> **The request**
Output the line that contains "like x=1078, y=378." and every line after it to the end of the entries, with nothing added or left out.

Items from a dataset
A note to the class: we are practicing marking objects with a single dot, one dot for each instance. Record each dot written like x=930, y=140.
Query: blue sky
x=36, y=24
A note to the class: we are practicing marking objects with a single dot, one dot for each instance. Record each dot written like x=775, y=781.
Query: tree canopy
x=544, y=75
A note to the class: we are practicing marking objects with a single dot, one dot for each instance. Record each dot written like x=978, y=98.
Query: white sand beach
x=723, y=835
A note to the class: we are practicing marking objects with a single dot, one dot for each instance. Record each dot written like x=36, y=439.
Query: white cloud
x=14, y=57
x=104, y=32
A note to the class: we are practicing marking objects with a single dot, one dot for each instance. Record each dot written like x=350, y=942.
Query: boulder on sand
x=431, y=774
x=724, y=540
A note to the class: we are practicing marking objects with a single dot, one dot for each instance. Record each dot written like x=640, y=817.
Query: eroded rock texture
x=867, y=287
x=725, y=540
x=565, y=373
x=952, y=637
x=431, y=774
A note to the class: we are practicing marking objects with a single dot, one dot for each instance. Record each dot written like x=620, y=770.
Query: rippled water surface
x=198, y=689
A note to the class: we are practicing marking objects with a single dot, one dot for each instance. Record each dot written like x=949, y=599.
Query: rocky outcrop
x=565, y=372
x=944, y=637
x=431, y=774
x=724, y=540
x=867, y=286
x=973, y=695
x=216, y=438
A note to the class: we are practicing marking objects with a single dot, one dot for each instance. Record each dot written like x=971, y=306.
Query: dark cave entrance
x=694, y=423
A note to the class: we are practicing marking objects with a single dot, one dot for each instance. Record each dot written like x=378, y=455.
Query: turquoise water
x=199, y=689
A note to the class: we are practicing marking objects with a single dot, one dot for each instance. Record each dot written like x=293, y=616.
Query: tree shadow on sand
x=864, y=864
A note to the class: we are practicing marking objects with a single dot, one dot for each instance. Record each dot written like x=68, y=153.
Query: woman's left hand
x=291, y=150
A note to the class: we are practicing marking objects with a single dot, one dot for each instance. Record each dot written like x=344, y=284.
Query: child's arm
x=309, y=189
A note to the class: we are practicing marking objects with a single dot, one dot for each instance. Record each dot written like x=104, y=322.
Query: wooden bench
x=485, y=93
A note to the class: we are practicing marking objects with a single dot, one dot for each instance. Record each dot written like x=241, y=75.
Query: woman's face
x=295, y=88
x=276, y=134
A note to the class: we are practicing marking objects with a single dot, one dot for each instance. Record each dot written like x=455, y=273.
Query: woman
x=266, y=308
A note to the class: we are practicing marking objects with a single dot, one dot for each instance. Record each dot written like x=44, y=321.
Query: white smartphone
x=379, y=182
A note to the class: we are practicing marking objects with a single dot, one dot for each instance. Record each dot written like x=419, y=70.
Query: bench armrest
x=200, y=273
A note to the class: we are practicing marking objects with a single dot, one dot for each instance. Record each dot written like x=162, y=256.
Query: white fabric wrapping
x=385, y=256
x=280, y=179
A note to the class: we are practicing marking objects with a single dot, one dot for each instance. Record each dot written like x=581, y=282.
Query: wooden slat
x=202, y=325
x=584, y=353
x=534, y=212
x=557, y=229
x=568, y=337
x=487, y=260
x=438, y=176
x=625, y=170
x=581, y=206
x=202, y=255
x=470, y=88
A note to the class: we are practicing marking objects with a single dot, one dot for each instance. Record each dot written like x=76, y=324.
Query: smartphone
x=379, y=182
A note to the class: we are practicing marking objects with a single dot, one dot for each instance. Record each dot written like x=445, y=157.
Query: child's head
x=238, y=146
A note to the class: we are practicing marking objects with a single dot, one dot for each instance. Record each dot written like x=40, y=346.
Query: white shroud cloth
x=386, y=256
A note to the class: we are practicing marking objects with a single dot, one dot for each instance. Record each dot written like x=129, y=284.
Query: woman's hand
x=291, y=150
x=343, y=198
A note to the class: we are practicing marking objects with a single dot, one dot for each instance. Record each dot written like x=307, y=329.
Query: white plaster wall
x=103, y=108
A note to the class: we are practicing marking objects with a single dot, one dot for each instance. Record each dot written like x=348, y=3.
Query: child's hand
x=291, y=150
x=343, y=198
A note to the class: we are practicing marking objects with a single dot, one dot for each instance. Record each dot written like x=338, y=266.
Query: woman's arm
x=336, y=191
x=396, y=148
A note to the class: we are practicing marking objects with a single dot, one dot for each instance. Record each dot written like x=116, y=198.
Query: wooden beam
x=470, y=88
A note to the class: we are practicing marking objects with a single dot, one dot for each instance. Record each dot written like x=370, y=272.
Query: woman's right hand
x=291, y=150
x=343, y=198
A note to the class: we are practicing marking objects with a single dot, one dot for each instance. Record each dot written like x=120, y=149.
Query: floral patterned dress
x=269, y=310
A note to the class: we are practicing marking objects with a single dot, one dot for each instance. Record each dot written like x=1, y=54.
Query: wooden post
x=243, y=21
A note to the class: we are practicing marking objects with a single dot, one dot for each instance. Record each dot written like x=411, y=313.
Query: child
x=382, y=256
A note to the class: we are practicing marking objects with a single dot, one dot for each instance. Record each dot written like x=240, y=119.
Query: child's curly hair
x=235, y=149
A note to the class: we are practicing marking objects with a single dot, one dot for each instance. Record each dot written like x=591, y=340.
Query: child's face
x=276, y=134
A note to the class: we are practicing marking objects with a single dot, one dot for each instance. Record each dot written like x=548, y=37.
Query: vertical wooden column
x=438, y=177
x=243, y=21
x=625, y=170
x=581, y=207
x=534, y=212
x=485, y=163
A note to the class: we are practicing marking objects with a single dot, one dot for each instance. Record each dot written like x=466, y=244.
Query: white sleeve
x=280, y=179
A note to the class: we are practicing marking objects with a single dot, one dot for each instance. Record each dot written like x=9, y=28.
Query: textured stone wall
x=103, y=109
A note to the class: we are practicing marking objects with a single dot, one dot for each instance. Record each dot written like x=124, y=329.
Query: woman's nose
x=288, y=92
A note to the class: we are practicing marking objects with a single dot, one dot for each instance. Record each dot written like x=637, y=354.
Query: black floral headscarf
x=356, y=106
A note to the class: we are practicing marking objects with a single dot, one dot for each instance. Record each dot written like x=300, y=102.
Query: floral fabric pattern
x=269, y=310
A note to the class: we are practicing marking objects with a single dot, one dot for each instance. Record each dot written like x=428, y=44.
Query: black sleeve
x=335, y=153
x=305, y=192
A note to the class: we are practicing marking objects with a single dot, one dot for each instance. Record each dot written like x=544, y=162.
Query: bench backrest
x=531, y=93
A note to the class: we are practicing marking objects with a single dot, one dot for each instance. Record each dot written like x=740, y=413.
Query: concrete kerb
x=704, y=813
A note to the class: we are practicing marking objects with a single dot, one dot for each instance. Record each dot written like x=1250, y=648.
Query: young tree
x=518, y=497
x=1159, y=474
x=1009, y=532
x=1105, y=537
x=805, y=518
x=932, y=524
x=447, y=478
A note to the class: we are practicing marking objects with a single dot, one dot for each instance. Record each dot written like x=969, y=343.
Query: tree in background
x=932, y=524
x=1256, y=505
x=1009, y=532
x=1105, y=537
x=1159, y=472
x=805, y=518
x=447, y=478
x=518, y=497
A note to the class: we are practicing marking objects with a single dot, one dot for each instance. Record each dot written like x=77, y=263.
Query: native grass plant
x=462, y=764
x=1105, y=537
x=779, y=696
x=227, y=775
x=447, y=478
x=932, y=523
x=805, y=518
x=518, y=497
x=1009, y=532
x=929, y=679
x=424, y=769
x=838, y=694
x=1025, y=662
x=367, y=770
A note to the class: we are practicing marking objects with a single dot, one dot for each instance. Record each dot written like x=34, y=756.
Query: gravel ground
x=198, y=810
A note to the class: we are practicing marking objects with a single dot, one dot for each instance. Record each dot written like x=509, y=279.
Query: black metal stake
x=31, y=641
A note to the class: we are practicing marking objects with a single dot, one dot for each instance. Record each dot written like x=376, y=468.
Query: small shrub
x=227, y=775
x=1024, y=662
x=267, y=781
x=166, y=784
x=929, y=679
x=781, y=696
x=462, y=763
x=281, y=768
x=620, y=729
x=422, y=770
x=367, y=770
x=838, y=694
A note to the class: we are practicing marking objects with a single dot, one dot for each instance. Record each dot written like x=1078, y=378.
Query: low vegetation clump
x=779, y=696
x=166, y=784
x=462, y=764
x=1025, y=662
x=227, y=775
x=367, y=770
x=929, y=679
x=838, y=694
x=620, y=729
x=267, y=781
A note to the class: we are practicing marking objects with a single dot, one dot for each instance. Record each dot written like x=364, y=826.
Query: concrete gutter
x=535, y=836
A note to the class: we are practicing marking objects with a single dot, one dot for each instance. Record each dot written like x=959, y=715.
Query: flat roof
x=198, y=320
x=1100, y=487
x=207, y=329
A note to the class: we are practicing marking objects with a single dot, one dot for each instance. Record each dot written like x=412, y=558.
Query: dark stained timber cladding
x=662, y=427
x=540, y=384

> **Exercise solution**
A note to the class: we are practicing marking objects with a single dot, one dot for each instance. Record each dot written like x=1078, y=378.
Query: low vegetation clump
x=779, y=696
x=166, y=784
x=462, y=764
x=1025, y=662
x=227, y=775
x=367, y=770
x=929, y=679
x=838, y=694
x=620, y=729
x=267, y=781
A note to the class: we are practicing marking objects with a single dot, one dot for each instance. Record each dot written like x=364, y=826.
Query: concrete gutter
x=535, y=836
A note to the class: we are practicing marking objects with a single dot, one dot for each instance. Record each dot written like x=959, y=715.
Query: flat roof
x=198, y=320
x=1100, y=487
x=207, y=329
A note to the class: we are practicing marking objects with a single dot, one dot for each instance. Record each dot written like x=412, y=558.
Query: dark stained timber cladding
x=662, y=427
x=540, y=384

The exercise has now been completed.